----- GIVEN DATA -----

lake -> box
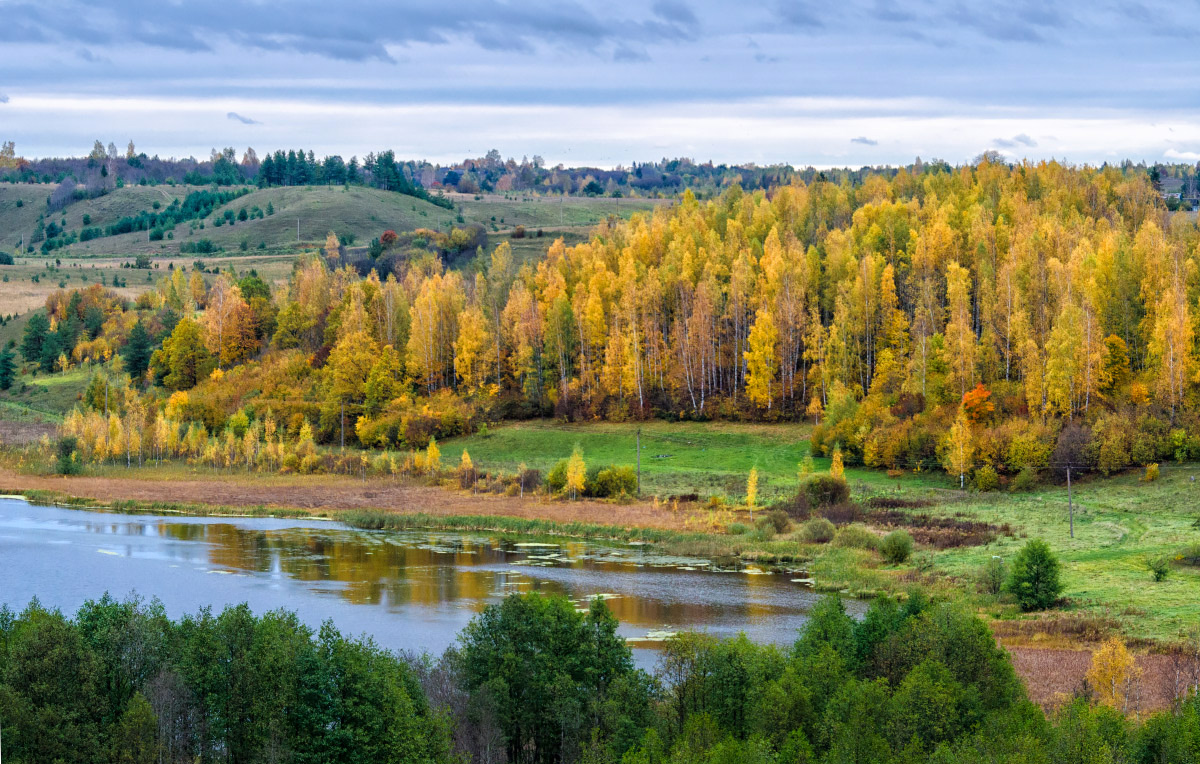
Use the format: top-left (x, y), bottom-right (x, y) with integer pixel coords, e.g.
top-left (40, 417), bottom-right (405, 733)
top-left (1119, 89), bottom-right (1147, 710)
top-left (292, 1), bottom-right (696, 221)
top-left (0, 496), bottom-right (858, 666)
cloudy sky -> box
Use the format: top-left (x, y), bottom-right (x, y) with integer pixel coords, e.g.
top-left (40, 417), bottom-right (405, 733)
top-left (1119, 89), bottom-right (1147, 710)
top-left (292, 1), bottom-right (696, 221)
top-left (2, 0), bottom-right (1199, 167)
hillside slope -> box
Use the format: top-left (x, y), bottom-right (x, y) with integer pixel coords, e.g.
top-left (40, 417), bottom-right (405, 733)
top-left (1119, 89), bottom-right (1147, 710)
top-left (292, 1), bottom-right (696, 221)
top-left (0, 183), bottom-right (666, 257)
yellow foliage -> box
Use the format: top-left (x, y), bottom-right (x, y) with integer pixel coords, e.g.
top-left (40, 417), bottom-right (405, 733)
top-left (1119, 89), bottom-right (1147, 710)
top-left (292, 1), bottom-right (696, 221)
top-left (830, 447), bottom-right (844, 480)
top-left (1086, 637), bottom-right (1141, 713)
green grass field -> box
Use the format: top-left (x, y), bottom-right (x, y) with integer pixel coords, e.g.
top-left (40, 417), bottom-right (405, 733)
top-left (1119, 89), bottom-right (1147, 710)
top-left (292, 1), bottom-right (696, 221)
top-left (0, 183), bottom-right (666, 259)
top-left (443, 420), bottom-right (942, 502)
top-left (444, 419), bottom-right (1200, 642)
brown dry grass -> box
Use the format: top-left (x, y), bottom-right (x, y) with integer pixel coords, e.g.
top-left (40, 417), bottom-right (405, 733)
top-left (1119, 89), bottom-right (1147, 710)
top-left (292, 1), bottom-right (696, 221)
top-left (1007, 646), bottom-right (1184, 713)
top-left (0, 467), bottom-right (690, 529)
top-left (0, 420), bottom-right (57, 447)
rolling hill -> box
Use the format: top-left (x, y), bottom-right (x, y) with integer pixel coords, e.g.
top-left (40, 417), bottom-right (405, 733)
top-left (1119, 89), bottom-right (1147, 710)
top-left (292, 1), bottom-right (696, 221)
top-left (0, 183), bottom-right (667, 258)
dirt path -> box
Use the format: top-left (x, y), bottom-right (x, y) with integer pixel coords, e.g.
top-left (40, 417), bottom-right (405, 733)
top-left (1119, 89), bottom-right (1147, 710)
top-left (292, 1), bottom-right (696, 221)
top-left (0, 468), bottom-right (688, 529)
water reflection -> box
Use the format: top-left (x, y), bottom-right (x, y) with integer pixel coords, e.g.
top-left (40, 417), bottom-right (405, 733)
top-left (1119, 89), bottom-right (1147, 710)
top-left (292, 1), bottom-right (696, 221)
top-left (0, 499), bottom-right (861, 664)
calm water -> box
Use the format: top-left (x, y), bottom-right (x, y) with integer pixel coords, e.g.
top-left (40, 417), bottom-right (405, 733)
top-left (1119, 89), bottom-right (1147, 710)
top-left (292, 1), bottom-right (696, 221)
top-left (0, 497), bottom-right (857, 666)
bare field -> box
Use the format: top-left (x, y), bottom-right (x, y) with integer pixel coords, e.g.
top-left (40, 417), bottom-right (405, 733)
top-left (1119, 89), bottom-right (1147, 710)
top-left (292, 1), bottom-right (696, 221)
top-left (0, 467), bottom-right (688, 529)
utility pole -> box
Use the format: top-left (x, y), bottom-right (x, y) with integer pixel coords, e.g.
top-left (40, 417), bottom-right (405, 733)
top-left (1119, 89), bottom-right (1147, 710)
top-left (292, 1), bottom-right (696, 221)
top-left (1067, 465), bottom-right (1073, 538)
top-left (636, 427), bottom-right (641, 496)
top-left (297, 218), bottom-right (300, 243)
top-left (340, 402), bottom-right (345, 450)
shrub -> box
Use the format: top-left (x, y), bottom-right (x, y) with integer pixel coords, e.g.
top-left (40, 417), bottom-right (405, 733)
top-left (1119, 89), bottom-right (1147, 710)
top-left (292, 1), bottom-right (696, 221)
top-left (800, 474), bottom-right (850, 508)
top-left (546, 459), bottom-right (568, 493)
top-left (832, 524), bottom-right (879, 551)
top-left (752, 517), bottom-right (777, 539)
top-left (800, 517), bottom-right (836, 544)
top-left (973, 464), bottom-right (999, 492)
top-left (1009, 466), bottom-right (1038, 492)
top-left (1143, 463), bottom-right (1160, 482)
top-left (56, 436), bottom-right (81, 475)
top-left (728, 523), bottom-right (750, 535)
top-left (978, 557), bottom-right (1007, 595)
top-left (588, 465), bottom-right (637, 498)
top-left (763, 509), bottom-right (791, 534)
top-left (1147, 555), bottom-right (1170, 582)
top-left (880, 530), bottom-right (913, 564)
top-left (1006, 539), bottom-right (1063, 611)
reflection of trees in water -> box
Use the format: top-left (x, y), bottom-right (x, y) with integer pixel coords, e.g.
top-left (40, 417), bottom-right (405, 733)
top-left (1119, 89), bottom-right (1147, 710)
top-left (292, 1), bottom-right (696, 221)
top-left (178, 524), bottom-right (811, 629)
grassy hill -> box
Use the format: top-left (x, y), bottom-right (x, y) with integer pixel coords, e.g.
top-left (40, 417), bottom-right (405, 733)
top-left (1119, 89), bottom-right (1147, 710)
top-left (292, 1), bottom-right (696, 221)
top-left (0, 183), bottom-right (668, 258)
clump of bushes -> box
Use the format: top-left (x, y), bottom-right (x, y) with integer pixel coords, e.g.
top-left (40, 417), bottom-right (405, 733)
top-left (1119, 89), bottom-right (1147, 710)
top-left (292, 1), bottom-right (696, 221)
top-left (800, 517), bottom-right (836, 544)
top-left (1143, 463), bottom-right (1160, 482)
top-left (546, 461), bottom-right (636, 498)
top-left (973, 465), bottom-right (999, 492)
top-left (800, 474), bottom-right (850, 508)
top-left (880, 530), bottom-right (913, 564)
top-left (1006, 539), bottom-right (1063, 611)
top-left (758, 509), bottom-right (790, 535)
top-left (831, 524), bottom-right (879, 551)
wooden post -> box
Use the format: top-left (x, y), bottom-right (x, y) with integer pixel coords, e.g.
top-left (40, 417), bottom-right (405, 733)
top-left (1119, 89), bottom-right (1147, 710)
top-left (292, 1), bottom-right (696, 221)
top-left (340, 402), bottom-right (345, 450)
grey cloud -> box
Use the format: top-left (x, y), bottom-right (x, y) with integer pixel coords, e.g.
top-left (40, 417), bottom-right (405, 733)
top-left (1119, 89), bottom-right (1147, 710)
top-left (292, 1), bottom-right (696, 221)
top-left (851, 136), bottom-right (878, 145)
top-left (754, 52), bottom-right (780, 64)
top-left (994, 133), bottom-right (1037, 148)
top-left (776, 1), bottom-right (826, 28)
top-left (0, 0), bottom-right (697, 63)
top-left (227, 112), bottom-right (260, 125)
top-left (613, 43), bottom-right (651, 62)
top-left (0, 95), bottom-right (8, 104)
top-left (652, 0), bottom-right (698, 27)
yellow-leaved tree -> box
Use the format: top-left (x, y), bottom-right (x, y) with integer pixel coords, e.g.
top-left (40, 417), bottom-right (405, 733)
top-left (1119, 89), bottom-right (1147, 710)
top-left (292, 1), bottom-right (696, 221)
top-left (566, 447), bottom-right (587, 500)
top-left (1086, 637), bottom-right (1141, 713)
top-left (746, 468), bottom-right (758, 518)
top-left (426, 437), bottom-right (441, 474)
top-left (830, 446), bottom-right (844, 480)
top-left (944, 407), bottom-right (974, 489)
top-left (744, 308), bottom-right (779, 410)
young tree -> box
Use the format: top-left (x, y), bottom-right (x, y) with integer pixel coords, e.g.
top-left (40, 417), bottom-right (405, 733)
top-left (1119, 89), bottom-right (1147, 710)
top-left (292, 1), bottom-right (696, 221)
top-left (1086, 637), bottom-right (1141, 714)
top-left (944, 407), bottom-right (974, 489)
top-left (566, 446), bottom-right (587, 500)
top-left (123, 319), bottom-right (153, 381)
top-left (425, 436), bottom-right (441, 473)
top-left (830, 446), bottom-right (845, 480)
top-left (1006, 539), bottom-right (1063, 611)
top-left (0, 343), bottom-right (15, 389)
top-left (744, 308), bottom-right (779, 410)
top-left (746, 467), bottom-right (758, 516)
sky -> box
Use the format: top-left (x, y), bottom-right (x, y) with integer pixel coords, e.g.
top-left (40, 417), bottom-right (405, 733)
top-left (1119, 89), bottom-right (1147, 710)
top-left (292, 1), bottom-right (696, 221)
top-left (2, 0), bottom-right (1200, 168)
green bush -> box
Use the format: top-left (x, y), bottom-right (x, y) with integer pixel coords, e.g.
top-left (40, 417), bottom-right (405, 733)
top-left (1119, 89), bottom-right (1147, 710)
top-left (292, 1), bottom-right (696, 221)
top-left (762, 509), bottom-right (791, 534)
top-left (880, 530), bottom-right (913, 564)
top-left (1009, 465), bottom-right (1039, 492)
top-left (1006, 539), bottom-right (1063, 611)
top-left (727, 522), bottom-right (751, 536)
top-left (831, 524), bottom-right (879, 551)
top-left (588, 465), bottom-right (637, 498)
top-left (800, 474), bottom-right (850, 508)
top-left (545, 459), bottom-right (568, 493)
top-left (1147, 555), bottom-right (1171, 582)
top-left (973, 465), bottom-right (999, 492)
top-left (56, 436), bottom-right (81, 475)
top-left (978, 557), bottom-right (1007, 595)
top-left (800, 517), bottom-right (836, 544)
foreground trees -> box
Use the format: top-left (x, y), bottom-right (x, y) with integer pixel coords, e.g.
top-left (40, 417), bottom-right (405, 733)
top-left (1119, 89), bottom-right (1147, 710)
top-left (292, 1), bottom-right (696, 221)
top-left (4, 592), bottom-right (1198, 763)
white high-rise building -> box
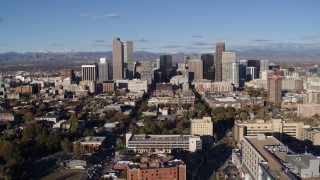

-----

* PROBLEM: Give the number of lines in the records that contain the string "green", and write nothing besides that number.

* RESPONSE TO THE EXERCISE: 2